• THE TASK: An exact, line-by-line copy is needed, beginning at the line with "Target: curb" and ending at the last line of the listing below.

• DATA RECORDS:

........

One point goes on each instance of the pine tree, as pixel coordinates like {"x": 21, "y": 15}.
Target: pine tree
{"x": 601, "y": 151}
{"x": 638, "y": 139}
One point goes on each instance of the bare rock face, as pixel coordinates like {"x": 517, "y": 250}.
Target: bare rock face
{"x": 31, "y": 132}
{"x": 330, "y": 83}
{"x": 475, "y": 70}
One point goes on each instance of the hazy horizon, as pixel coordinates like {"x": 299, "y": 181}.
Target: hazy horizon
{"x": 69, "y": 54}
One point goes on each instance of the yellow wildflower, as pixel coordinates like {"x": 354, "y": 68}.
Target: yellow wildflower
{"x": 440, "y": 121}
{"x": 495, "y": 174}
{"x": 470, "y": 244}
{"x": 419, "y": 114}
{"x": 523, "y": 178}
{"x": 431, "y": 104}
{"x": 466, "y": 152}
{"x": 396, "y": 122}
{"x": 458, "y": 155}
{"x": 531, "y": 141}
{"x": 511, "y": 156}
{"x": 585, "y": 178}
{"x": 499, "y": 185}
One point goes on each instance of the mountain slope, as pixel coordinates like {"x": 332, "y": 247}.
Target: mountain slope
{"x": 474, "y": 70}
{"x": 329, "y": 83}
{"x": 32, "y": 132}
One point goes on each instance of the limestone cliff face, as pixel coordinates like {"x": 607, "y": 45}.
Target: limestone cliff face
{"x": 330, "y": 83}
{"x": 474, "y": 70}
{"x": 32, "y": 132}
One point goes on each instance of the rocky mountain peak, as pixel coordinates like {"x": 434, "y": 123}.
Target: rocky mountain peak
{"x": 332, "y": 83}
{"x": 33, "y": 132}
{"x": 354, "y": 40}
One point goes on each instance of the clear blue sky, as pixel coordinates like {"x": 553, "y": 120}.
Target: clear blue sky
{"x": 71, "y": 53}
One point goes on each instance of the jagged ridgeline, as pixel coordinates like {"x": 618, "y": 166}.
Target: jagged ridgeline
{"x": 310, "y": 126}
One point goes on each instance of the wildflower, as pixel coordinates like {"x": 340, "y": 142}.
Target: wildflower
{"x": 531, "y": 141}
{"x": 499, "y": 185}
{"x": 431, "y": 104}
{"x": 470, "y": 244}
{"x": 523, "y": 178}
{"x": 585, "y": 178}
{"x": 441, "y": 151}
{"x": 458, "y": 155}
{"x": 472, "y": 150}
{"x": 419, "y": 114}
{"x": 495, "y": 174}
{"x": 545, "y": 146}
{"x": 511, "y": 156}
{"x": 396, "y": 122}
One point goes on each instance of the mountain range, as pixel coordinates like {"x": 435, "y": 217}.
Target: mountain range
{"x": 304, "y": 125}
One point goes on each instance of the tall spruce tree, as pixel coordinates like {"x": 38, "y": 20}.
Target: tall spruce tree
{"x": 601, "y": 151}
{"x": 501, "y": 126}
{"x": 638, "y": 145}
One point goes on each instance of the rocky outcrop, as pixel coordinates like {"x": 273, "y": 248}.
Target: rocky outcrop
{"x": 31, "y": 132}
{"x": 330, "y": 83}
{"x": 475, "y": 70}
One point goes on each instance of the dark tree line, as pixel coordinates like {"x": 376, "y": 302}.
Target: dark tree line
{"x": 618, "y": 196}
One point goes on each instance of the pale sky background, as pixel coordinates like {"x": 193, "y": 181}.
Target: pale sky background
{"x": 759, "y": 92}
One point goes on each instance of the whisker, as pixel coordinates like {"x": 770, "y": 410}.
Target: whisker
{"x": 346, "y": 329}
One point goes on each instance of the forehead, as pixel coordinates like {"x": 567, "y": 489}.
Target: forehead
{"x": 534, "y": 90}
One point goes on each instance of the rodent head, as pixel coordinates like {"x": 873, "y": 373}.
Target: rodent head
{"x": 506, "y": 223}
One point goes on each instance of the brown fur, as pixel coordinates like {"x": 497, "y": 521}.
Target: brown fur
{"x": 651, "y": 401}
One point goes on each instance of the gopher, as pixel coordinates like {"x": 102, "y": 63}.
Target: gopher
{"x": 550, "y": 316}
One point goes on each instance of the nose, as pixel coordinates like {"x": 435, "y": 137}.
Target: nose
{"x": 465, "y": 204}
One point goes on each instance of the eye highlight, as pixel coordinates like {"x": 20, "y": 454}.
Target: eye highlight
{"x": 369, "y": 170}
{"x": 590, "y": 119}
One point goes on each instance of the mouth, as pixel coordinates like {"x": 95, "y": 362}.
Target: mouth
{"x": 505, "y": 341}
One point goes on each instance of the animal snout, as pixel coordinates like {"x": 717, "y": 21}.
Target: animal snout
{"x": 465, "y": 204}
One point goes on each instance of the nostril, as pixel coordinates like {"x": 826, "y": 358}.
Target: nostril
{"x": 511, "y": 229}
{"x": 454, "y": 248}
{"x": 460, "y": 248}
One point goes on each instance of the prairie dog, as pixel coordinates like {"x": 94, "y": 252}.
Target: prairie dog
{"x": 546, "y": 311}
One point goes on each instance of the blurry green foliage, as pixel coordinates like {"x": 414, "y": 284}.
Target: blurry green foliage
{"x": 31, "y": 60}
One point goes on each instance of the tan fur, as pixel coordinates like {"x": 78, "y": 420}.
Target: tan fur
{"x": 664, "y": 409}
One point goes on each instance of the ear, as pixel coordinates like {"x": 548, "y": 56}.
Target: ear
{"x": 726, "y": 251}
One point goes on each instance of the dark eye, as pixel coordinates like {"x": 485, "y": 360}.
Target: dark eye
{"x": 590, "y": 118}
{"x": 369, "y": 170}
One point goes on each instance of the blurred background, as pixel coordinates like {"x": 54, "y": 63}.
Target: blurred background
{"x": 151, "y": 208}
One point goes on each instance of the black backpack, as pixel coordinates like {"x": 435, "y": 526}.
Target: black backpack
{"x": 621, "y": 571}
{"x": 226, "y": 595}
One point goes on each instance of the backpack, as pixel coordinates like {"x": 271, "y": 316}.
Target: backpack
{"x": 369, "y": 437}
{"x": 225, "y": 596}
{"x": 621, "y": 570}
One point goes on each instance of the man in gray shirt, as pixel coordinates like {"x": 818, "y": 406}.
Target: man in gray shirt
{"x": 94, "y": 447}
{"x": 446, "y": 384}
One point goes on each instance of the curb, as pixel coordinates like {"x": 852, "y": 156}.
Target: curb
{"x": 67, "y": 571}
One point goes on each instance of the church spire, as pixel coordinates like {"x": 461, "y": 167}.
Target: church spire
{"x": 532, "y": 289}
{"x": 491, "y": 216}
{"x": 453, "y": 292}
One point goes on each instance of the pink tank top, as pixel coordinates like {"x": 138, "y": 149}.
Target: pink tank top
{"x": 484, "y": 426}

........

• RESULT FOR THIS EXERCISE:
Target: curb
{"x": 67, "y": 571}
One point goes on each instance of the church spire, as pixel coordinates like {"x": 461, "y": 167}.
Target: church spire
{"x": 532, "y": 289}
{"x": 491, "y": 216}
{"x": 453, "y": 292}
One point goes on each instance of the pink tank top, as pixel coordinates like {"x": 138, "y": 149}.
Target: pink tank top
{"x": 484, "y": 426}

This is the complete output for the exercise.